TASK BRIEF -
According to the text on the month of Tevet, what is the mazal (constellation) for Tevet?

Ta Shema: 
Come and Learn with
Rabbi Bender
December 18, 3 Tevet 5781

Ta Shema is the Aramaic phrase for "come and learn," which was used in the Talmud to indicate when the rabbis wanted to dive deeper into a text. Come and learn with me!

We have entered another month just as we draw 2020 to a close. On Tuesday night, we began the month of Tevet. Tevet is the tenth of twelve months of the Jewish calendar. The mazal (constellation) for Tevet is the gedi (goat).

"The goat works its way slowly, laboriously up the mountain of winter. Though the path is treacherous, the goat never slips or falls. Sure-footed, firmly centered in the earth, the creature eventually reaches the summit."
-Peninah Adelman, Miriam’s Well
As winter deepens, and darkness arrives early, we remember that we too can reach summits of joy–even in darkness. This has been our mantra this past year, both 2020/5781, and as we finish up our holiday of light, it is all the more present in our mind.

[Object location annotation records]
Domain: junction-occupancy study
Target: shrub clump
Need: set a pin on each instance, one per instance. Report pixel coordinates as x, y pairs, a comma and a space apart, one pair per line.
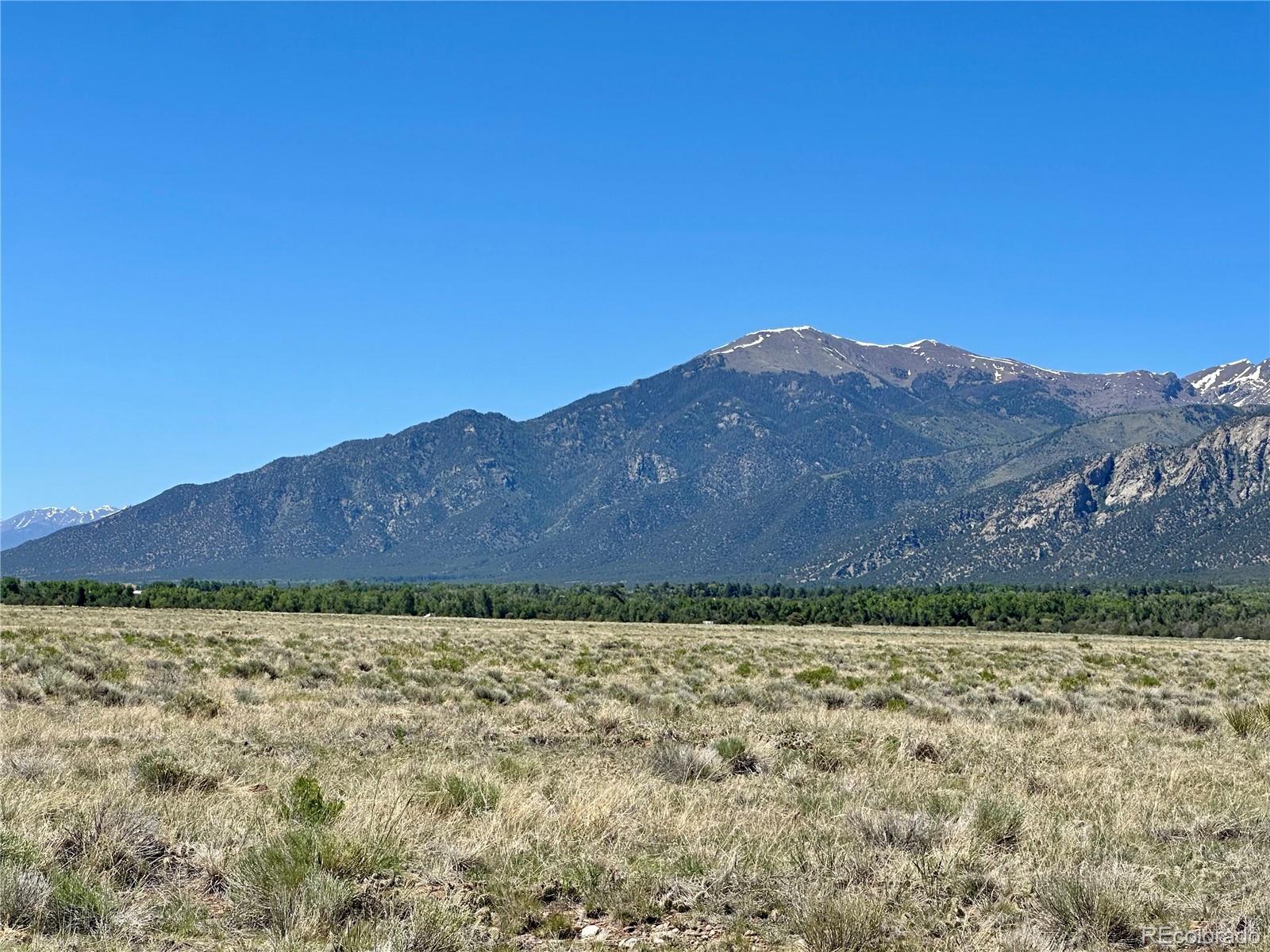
817, 677
683, 763
304, 803
452, 793
163, 774
194, 704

RESPONSE -
The gedi (goat).